[Begin INPUT ROWS]

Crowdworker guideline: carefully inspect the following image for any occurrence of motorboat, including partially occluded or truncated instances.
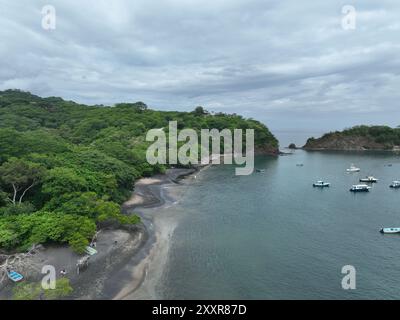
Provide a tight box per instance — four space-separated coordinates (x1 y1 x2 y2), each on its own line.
390 181 400 189
313 181 331 188
350 184 371 192
7 270 24 282
346 164 361 172
379 228 400 233
360 176 378 183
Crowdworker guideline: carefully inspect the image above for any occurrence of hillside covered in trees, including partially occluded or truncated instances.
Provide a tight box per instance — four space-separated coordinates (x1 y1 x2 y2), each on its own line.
0 90 278 252
303 126 400 150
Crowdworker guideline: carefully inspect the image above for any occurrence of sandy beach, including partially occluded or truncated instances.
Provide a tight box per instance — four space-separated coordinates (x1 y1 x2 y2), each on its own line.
0 169 197 299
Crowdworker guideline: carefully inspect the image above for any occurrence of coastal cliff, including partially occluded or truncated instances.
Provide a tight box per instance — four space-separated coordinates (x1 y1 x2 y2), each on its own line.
303 126 400 151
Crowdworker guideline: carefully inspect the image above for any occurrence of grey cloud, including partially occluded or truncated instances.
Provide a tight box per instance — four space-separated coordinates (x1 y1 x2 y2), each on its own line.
0 0 400 130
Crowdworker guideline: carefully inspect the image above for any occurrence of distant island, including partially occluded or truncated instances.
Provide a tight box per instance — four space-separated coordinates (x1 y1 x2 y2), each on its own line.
303 125 400 151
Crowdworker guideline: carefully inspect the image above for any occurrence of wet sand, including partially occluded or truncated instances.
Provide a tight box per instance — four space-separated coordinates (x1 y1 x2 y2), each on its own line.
0 169 197 299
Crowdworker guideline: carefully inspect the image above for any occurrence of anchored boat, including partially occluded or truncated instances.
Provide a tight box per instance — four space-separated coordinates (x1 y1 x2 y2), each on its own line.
7 270 24 282
379 228 400 233
350 184 371 192
346 164 361 172
390 181 400 189
313 181 331 188
360 176 378 183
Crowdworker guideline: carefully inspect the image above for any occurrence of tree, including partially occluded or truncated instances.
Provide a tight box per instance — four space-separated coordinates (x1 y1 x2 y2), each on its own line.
42 167 89 197
0 158 44 205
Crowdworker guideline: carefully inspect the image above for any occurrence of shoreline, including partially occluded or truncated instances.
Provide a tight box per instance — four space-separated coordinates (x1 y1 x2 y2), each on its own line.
105 166 202 300
0 167 203 300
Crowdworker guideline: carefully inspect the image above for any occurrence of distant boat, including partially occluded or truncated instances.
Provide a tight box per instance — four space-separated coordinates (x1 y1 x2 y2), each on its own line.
7 270 24 282
390 181 400 189
350 184 371 192
313 181 331 188
379 228 400 233
346 164 361 172
360 176 378 183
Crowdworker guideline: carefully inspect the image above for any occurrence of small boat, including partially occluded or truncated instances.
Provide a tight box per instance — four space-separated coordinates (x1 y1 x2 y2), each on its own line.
390 181 400 189
313 181 331 188
350 184 371 192
7 270 24 282
379 228 400 233
360 176 378 183
346 164 361 172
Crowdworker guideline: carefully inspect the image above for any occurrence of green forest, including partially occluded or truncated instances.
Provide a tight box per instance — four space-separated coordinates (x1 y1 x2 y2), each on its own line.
0 90 278 253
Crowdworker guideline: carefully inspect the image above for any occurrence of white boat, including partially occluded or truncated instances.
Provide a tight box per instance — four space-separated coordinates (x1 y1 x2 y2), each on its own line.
360 176 378 183
390 181 400 189
346 164 361 172
350 184 371 192
380 228 400 233
313 181 331 188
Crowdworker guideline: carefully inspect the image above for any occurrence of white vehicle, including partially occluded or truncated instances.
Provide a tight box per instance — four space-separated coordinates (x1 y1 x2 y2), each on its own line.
313 181 331 188
360 176 378 183
390 181 400 189
346 164 361 172
350 184 371 192
380 228 400 233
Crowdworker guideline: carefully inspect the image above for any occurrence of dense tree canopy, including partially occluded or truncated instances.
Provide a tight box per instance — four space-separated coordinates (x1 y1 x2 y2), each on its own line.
0 90 278 252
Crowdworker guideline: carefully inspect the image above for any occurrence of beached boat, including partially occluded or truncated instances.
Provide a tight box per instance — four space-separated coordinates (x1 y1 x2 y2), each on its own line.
346 164 361 172
7 270 24 282
313 181 331 188
390 181 400 189
379 228 400 233
350 184 371 192
360 176 378 183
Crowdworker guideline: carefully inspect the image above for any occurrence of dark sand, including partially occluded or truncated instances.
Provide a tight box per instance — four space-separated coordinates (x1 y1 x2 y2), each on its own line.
0 169 197 299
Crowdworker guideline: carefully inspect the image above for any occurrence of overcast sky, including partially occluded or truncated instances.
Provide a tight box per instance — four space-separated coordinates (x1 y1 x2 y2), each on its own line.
0 0 400 139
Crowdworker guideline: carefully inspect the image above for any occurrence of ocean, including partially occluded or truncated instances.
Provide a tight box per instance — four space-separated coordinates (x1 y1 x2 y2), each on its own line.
156 150 400 299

[End INPUT ROWS]

EXERCISE: Extract every line of the material above that contains the word "white", and copy each one in full.

RESPONSE BELOW:
Crowdworker guideline: carefully inspect the image above for any occurrence of white boat, including partially occluded or truncated instances.
Crowdworker guideline: carefully inspect the image above for any occurrence of white vehicle, including partially occluded or truncated instances.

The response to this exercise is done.